Instructions for the task => In the records below, locate the line containing "Target: large tree", then output that line and all later lines exactly, through the last one.

** Start of Entries **

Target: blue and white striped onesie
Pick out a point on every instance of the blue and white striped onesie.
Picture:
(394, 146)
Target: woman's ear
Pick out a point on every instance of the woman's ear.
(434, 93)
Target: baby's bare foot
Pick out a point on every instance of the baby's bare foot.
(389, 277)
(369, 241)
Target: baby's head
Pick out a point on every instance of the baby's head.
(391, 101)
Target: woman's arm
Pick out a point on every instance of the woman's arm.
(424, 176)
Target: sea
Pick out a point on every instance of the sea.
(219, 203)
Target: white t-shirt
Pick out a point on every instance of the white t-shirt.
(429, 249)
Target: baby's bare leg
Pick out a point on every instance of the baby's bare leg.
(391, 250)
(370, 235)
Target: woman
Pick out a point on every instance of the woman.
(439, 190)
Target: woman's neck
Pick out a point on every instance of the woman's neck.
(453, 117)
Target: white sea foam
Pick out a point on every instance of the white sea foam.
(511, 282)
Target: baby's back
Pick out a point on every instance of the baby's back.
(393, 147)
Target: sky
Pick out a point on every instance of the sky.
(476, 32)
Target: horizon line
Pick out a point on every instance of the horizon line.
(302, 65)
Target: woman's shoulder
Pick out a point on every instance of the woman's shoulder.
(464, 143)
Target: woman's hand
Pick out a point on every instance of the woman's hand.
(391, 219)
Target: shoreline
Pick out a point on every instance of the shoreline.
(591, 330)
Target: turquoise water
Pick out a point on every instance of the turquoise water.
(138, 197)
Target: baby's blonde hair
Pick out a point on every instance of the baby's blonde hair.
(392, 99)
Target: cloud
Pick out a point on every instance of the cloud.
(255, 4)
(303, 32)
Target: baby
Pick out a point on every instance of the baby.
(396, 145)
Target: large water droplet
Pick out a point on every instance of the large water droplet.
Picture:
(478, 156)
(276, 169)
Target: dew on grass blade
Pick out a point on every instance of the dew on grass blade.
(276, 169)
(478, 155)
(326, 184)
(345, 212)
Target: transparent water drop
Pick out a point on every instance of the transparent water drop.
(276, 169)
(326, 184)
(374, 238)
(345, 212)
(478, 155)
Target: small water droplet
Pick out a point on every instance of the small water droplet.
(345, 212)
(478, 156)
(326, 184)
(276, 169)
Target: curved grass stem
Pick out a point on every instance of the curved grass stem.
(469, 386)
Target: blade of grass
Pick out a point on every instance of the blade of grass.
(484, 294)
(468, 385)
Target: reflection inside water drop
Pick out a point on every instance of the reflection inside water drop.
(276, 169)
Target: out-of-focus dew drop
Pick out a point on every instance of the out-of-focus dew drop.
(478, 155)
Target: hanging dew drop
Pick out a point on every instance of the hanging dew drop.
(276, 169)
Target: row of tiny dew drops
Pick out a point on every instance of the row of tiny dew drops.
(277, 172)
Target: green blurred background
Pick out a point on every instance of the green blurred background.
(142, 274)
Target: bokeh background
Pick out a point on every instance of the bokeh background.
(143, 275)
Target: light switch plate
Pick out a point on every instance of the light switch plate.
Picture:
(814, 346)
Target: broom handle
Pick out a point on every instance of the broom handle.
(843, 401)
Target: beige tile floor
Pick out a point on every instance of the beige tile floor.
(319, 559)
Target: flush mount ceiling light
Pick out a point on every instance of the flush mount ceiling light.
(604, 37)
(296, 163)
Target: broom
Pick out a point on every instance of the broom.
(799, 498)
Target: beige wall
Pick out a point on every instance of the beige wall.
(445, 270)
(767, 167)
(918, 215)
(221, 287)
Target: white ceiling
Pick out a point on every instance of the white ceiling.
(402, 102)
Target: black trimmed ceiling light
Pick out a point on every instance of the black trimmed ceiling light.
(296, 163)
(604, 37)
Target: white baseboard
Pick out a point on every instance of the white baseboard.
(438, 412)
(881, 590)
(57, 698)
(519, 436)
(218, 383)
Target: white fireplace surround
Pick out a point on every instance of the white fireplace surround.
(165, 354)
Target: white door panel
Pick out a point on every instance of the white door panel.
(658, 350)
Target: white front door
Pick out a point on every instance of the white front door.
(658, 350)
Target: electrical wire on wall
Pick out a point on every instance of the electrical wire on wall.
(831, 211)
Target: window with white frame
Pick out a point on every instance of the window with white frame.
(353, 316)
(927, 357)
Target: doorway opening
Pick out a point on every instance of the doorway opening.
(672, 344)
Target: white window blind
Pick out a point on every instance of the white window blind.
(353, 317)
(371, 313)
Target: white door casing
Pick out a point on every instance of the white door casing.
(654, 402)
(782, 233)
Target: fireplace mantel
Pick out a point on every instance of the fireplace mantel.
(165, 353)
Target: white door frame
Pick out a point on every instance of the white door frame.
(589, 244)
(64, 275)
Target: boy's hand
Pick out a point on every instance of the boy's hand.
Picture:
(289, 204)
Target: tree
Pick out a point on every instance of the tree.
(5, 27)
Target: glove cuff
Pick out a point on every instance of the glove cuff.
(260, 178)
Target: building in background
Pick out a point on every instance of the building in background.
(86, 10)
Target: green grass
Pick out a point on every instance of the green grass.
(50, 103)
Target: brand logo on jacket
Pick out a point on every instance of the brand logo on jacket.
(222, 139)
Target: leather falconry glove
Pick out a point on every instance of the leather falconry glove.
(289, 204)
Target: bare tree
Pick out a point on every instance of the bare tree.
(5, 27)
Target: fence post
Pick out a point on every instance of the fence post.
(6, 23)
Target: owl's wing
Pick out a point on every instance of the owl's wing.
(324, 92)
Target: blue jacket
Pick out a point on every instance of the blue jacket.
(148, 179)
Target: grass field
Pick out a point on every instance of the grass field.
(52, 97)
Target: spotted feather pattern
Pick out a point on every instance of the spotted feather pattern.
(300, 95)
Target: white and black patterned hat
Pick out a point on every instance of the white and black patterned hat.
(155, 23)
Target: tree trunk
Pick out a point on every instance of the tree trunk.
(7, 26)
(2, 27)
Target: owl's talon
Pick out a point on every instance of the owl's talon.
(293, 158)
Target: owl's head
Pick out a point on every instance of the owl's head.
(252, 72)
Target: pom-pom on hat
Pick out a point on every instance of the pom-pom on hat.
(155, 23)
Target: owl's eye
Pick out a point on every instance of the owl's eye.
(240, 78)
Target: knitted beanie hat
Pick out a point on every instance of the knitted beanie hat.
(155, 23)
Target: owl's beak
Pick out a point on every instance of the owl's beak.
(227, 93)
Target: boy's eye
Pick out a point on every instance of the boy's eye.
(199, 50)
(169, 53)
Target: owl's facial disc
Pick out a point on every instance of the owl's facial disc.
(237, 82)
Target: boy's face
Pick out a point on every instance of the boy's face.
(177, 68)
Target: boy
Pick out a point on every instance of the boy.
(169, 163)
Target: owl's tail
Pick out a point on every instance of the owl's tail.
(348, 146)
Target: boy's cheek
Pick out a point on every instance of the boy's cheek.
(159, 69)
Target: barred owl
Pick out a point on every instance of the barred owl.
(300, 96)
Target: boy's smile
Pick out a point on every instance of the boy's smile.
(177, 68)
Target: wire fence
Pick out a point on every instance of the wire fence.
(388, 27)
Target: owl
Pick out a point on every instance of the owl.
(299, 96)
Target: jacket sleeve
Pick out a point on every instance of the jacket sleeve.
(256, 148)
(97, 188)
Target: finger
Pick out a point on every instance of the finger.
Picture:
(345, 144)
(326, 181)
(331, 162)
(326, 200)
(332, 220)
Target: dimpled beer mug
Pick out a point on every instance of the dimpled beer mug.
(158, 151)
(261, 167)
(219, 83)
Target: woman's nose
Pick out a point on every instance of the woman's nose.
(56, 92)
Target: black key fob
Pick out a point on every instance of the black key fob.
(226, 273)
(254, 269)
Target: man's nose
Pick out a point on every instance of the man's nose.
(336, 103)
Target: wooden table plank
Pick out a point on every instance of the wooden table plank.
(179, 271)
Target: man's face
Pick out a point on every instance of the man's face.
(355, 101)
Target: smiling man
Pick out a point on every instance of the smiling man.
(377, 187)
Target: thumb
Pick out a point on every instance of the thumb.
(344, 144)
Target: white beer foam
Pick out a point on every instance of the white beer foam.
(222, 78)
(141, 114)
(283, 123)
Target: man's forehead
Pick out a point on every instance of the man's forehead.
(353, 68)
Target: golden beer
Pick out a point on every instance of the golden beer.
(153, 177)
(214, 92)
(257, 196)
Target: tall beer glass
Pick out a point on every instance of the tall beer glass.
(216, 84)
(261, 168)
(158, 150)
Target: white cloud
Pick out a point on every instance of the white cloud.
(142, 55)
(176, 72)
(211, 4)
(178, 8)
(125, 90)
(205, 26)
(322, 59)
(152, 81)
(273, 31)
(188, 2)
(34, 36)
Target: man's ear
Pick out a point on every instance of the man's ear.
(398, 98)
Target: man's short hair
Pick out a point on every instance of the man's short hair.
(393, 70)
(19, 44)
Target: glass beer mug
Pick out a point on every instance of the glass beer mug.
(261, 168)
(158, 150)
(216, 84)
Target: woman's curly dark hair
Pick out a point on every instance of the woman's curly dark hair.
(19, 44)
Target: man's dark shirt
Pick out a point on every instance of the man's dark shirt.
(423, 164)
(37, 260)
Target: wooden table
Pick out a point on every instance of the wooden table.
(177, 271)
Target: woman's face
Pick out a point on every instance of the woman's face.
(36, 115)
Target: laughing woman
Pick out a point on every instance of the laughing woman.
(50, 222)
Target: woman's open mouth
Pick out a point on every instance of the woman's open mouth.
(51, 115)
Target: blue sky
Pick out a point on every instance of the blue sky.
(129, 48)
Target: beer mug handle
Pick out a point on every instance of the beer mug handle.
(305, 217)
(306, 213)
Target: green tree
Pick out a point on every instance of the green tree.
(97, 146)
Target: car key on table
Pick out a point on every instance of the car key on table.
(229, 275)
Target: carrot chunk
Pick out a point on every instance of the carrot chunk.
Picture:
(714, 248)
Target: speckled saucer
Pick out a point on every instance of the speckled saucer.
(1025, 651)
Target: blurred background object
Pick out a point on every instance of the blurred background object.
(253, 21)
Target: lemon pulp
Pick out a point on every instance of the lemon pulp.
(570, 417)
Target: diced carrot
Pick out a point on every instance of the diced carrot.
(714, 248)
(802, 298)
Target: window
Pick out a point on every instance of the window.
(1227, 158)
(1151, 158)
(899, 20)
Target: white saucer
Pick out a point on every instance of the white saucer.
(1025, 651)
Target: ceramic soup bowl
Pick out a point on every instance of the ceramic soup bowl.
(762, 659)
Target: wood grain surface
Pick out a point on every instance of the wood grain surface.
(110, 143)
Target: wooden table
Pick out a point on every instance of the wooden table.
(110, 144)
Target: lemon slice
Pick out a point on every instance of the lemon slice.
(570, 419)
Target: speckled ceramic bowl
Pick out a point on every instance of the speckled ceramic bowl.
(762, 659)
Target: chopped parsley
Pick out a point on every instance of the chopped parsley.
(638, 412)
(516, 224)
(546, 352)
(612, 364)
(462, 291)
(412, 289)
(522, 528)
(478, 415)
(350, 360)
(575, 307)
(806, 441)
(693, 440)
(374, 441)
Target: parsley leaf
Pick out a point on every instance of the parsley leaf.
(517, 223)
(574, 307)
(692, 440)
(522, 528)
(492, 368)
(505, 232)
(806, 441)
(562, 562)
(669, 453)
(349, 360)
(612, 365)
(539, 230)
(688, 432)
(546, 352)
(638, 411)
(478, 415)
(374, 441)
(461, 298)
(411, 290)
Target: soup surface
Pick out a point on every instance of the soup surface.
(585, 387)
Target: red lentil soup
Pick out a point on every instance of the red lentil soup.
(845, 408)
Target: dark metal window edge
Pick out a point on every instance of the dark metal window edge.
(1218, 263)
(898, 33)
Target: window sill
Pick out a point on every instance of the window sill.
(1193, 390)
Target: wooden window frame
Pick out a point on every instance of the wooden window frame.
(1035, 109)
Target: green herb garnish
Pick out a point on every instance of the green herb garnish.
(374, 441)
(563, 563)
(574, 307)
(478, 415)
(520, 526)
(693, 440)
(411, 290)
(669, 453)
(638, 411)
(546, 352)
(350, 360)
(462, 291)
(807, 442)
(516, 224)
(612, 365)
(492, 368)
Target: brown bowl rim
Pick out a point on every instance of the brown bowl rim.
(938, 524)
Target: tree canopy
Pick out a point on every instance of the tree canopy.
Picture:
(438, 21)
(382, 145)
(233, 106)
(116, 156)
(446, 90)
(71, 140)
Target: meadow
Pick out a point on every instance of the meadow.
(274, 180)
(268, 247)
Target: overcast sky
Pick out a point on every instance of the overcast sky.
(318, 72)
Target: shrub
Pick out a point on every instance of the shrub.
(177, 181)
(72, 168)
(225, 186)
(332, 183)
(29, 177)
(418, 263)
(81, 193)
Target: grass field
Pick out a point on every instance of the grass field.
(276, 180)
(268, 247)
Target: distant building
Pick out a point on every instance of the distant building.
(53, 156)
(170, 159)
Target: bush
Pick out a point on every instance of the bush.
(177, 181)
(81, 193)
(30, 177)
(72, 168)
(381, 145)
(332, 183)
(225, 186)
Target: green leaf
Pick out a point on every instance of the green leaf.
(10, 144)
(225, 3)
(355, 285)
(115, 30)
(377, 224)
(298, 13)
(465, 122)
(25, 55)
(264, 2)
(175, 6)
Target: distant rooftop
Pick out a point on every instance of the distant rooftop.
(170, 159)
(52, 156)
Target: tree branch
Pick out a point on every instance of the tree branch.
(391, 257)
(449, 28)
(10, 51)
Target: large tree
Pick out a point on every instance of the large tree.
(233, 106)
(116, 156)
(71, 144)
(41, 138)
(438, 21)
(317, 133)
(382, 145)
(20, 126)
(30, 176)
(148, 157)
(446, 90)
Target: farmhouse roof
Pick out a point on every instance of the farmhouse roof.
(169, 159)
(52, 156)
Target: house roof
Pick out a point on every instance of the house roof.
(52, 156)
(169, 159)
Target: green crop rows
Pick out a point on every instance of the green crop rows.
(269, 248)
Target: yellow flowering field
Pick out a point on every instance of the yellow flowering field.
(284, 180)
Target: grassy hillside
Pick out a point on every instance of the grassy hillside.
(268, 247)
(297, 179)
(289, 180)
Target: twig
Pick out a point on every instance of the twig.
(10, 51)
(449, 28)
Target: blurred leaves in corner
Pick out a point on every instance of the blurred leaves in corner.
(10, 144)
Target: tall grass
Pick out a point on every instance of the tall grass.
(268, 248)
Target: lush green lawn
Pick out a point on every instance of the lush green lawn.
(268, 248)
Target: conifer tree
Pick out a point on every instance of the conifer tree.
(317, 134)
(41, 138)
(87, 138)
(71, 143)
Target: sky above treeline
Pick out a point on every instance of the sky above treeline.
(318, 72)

** End of Entries **

Reply =>
Target: large tree
Pick out a point on every instance of the large tree.
(233, 106)
(116, 156)
(71, 144)
(41, 138)
(438, 21)
(317, 133)
(382, 145)
(20, 126)
(30, 176)
(148, 157)
(446, 90)
Target: farmhouse roof
Pick out a point on every instance of the farmhouse roof.
(169, 159)
(52, 156)
Target: house roof
Pick out a point on every instance of the house roof.
(52, 156)
(169, 159)
Target: green crop rows
Pick out a point on every instance of the green crop rows.
(269, 248)
Target: yellow flowering field
Pick out a point on every instance of the yellow flowering field.
(284, 180)
Target: grassy hillside
Pick out a point on every instance of the grassy hillside.
(268, 247)
(297, 179)
(289, 180)
Target: twig
Pick out a point on every instance of the twig.
(10, 51)
(449, 28)
Target: blurred leaves in corner
Pick out a point on every instance of the blurred leaves in corner.
(10, 144)
Target: tall grass
Pick out a point on every instance of the tall grass.
(268, 248)
Target: lush green lawn
Pick out a point on every instance of the lush green lawn.
(268, 248)
Target: conifer tree
Pick out a point on every instance of the conifer tree.
(317, 134)
(41, 138)
(87, 138)
(71, 143)
Target: sky above treeline
Pick out a point on every instance of the sky above treeline.
(318, 72)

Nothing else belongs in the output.